### Problem description
Copy the data. Keep every character as given.

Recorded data
:::::

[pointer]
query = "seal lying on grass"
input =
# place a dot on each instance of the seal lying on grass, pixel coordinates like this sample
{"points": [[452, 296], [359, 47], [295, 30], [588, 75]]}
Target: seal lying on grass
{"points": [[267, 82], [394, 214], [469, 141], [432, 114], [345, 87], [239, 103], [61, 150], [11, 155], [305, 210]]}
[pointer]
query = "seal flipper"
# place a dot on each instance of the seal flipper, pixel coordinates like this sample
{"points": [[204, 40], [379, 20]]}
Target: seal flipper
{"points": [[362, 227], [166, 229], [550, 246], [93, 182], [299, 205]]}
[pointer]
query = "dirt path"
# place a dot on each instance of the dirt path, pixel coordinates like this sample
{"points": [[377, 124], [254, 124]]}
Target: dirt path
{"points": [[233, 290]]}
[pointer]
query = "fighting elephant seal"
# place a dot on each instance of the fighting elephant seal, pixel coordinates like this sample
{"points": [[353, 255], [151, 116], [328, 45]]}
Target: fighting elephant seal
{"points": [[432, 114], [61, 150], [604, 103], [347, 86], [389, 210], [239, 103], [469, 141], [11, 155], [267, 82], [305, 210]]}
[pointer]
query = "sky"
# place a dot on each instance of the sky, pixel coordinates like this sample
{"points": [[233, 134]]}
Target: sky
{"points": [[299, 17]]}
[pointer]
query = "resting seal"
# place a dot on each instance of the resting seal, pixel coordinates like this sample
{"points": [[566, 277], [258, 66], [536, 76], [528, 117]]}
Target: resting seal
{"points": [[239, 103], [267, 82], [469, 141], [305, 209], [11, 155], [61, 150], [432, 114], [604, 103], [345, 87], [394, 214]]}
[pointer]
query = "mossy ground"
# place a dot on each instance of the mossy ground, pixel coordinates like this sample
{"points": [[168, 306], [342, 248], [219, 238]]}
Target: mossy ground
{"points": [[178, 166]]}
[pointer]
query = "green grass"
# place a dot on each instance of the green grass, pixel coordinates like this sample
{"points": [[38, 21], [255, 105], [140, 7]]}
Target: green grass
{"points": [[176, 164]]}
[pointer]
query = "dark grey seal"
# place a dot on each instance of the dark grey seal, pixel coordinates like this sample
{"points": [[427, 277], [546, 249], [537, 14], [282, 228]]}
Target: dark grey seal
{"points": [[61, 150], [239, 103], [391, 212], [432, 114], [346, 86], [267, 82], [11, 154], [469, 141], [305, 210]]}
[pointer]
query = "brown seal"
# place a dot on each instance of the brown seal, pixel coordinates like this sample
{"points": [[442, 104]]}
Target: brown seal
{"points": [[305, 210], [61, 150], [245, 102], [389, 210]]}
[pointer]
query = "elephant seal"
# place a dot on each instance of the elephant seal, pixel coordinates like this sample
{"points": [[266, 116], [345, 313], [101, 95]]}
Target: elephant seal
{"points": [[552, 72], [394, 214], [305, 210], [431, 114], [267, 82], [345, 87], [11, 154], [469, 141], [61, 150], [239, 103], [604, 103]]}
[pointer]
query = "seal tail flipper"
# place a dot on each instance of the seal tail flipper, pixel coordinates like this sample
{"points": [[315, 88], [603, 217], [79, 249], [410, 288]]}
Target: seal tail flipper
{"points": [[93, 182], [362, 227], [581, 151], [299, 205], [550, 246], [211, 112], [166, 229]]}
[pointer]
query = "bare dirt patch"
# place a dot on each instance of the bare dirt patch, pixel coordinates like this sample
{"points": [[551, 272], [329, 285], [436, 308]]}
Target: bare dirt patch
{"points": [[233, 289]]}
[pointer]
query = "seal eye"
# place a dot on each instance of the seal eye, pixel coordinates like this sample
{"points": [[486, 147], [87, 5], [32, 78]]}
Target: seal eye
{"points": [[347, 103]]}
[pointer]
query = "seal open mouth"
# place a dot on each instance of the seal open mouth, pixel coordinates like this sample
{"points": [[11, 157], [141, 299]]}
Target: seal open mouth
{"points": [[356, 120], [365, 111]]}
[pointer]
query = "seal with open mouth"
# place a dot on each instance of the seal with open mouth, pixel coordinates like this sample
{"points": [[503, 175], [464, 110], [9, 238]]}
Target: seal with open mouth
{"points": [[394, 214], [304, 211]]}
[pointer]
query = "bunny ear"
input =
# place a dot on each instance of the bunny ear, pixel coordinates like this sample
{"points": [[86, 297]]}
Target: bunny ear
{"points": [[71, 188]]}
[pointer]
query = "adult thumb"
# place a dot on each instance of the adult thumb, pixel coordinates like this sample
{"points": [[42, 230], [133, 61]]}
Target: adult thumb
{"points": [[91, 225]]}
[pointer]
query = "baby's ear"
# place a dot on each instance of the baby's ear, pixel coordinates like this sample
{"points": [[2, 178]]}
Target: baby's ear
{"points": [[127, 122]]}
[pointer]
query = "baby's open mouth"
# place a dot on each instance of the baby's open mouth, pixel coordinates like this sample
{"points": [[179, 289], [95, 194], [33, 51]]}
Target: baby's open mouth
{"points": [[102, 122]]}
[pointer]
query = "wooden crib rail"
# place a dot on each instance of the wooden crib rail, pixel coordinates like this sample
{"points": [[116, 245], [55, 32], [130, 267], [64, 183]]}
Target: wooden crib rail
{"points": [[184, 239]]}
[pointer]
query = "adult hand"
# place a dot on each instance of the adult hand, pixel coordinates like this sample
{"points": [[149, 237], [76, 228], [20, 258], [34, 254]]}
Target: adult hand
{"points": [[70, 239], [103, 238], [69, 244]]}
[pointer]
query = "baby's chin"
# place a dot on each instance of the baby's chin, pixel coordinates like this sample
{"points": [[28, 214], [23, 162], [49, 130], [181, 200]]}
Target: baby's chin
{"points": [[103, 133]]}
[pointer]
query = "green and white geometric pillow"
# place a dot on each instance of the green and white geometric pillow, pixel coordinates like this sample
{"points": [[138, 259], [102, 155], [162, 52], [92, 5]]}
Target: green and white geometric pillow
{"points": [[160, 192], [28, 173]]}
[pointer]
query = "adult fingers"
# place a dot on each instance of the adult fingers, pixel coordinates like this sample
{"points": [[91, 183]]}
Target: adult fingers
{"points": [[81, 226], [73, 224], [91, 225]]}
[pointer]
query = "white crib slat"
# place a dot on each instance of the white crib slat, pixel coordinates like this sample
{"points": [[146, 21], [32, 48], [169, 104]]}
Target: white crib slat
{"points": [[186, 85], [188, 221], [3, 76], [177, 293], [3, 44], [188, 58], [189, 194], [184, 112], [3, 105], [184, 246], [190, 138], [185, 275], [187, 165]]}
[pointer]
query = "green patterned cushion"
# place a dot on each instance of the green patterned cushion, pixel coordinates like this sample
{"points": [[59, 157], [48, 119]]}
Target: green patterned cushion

:::::

### Exercise response
[pointer]
query = "seal lying on grass"
input =
# place a dot on each instance of the seal lying on grass, pixel coordinates like this sample
{"points": [[452, 296], [359, 47], [295, 30], [588, 75]]}
Target: seal lying on grass
{"points": [[267, 82], [394, 214], [469, 141], [432, 114], [345, 87], [239, 103], [61, 150], [11, 155], [305, 210]]}
[pointer]
query = "seal flipper"
# place a dot on each instance of the seal flipper, pixel coordinates like this sample
{"points": [[204, 40], [379, 20]]}
Target: seal flipper
{"points": [[362, 227], [166, 229], [550, 246], [93, 182], [299, 205]]}
[pointer]
query = "dirt path"
# place a dot on each instance of the dirt path, pixel coordinates like this sample
{"points": [[377, 124], [254, 124]]}
Target: dirt path
{"points": [[233, 290]]}
[pointer]
query = "fighting elephant seal"
# place a dot on each instance of the fighting elephant seal, pixel coordinates like this sample
{"points": [[353, 255], [151, 116], [328, 45]]}
Target: fighting elephant seal
{"points": [[432, 114], [61, 150], [604, 103], [347, 86], [389, 210], [239, 103], [469, 141], [11, 155], [267, 82], [305, 210]]}
[pointer]
query = "sky"
# place a dot on each instance of the sky, pixel coordinates like this sample
{"points": [[233, 134]]}
Target: sky
{"points": [[299, 17]]}
[pointer]
query = "resting seal"
# place a dot on each instance of the resting seal, pixel coordinates like this sample
{"points": [[566, 277], [258, 66], [536, 76], [528, 117]]}
Target: resting seal
{"points": [[239, 103], [267, 82], [469, 141], [305, 209], [11, 155], [61, 150], [432, 114], [604, 103], [345, 87], [394, 214]]}
[pointer]
query = "mossy ground"
# place a dot on each instance of the mossy ground, pixel coordinates like this sample
{"points": [[168, 306], [342, 248], [219, 238]]}
Target: mossy ground
{"points": [[178, 166]]}
[pointer]
query = "green grass"
# place a dot on each instance of the green grass, pixel coordinates like this sample
{"points": [[38, 21], [255, 105], [140, 7]]}
Target: green grass
{"points": [[176, 164]]}
[pointer]
query = "dark grey seal"
# place a dot on each instance of the dark grey seal, pixel coordinates like this sample
{"points": [[427, 277], [546, 249], [537, 14], [282, 228]]}
Target: dark grey seal
{"points": [[61, 150], [239, 103], [391, 212], [432, 114], [346, 86], [267, 82], [11, 154], [469, 141], [305, 210]]}
[pointer]
query = "brown seal"
# place a dot on each instance of the brown seal, pixel coordinates like this sample
{"points": [[442, 104]]}
Target: brown seal
{"points": [[305, 210], [61, 150], [245, 102], [389, 210]]}
[pointer]
query = "elephant seal"
# place a dot on each instance of the elephant seal, pixel coordinates like this sample
{"points": [[266, 116], [345, 313], [101, 95]]}
Target: elephant seal
{"points": [[552, 72], [394, 214], [305, 210], [431, 114], [267, 82], [345, 87], [11, 154], [469, 141], [61, 150], [239, 103], [604, 103]]}
[pointer]
query = "seal tail flipper"
# place a dot on each instance of the seal tail flipper, pixel coordinates like this sample
{"points": [[315, 88], [603, 217], [79, 249], [410, 288]]}
Target: seal tail flipper
{"points": [[93, 182], [362, 227], [581, 151], [299, 205], [550, 246], [211, 112], [166, 229]]}
[pointer]
query = "bare dirt patch"
# place a dot on each instance of the bare dirt patch, pixel coordinates like this sample
{"points": [[551, 272], [329, 285], [436, 308]]}
Target: bare dirt patch
{"points": [[233, 289]]}
[pointer]
query = "seal eye"
# place a dot on each instance of the seal eye, pixel coordinates like this sample
{"points": [[486, 147], [87, 5], [32, 78]]}
Target: seal eye
{"points": [[347, 103]]}
[pointer]
query = "seal open mouth"
# place a dot on each instance of the seal open mouth, pixel coordinates like this sample
{"points": [[11, 157], [141, 299]]}
Target: seal open mouth
{"points": [[356, 120], [365, 111]]}
[pointer]
query = "seal with open mouth"
# place a dot on each instance of the seal with open mouth, pixel coordinates like this sample
{"points": [[503, 175], [464, 110], [9, 238]]}
Target: seal with open mouth
{"points": [[394, 214], [304, 211]]}
[pointer]
query = "bunny ear"
input =
# place a dot on each instance of the bunny ear, pixel coordinates like this sample
{"points": [[86, 297]]}
Target: bunny ear
{"points": [[71, 188]]}
[pointer]
query = "adult thumb"
# place a dot on each instance of the adult thumb, pixel coordinates like this sample
{"points": [[42, 230], [133, 61]]}
Target: adult thumb
{"points": [[91, 225]]}
[pointer]
query = "baby's ear"
# place a dot on each instance of the baby's ear, pixel coordinates like this sample
{"points": [[2, 178]]}
Target: baby's ear
{"points": [[127, 122]]}
[pointer]
query = "baby's open mouth"
# place a dot on each instance of the baby's open mouth, pixel coordinates like this sample
{"points": [[179, 289], [95, 194], [33, 51]]}
Target: baby's open mouth
{"points": [[102, 122]]}
[pointer]
query = "wooden crib rail"
# place a dot on each instance of the wooden crib rail, pixel coordinates like this sample
{"points": [[116, 245], [55, 32], [130, 267], [64, 183]]}
Target: wooden crib rail
{"points": [[184, 239]]}
[pointer]
query = "adult hand"
# place a dot on each instance of the adult hand, pixel coordinates like this sample
{"points": [[149, 237], [76, 228], [20, 258], [34, 254]]}
Target: adult hand
{"points": [[70, 239], [103, 238], [69, 244]]}
[pointer]
query = "baby's chin"
# place a dot on each instance of the baby's chin, pixel coordinates like this sample
{"points": [[28, 214], [23, 162], [49, 130], [181, 200]]}
Target: baby's chin
{"points": [[103, 133]]}
[pointer]
query = "green and white geometric pillow"
# place a dot on each instance of the green and white geometric pillow, pixel coordinates like this sample
{"points": [[138, 259], [102, 155], [162, 52], [92, 5]]}
Target: green and white geometric pillow
{"points": [[160, 192], [28, 173]]}
[pointer]
query = "adult fingers"
# place a dot on each instance of the adult fingers, pixel coordinates like this sample
{"points": [[91, 183]]}
Target: adult fingers
{"points": [[81, 226], [73, 224], [91, 225]]}
[pointer]
query = "white crib slat"
# place a dot on each instance of the white crib slat, pixel coordinates like this sample
{"points": [[146, 21], [32, 48], [169, 104]]}
Target: white crib slat
{"points": [[186, 85], [188, 221], [3, 76], [177, 293], [3, 44], [188, 58], [189, 194], [184, 112], [3, 105], [184, 246], [190, 138], [185, 275], [187, 165]]}
[pointer]
query = "green patterned cushion"
# place a dot on each instance of the green patterned cushion, pixel coordinates like this sample
{"points": [[59, 157], [48, 119]]}
Target: green patterned cushion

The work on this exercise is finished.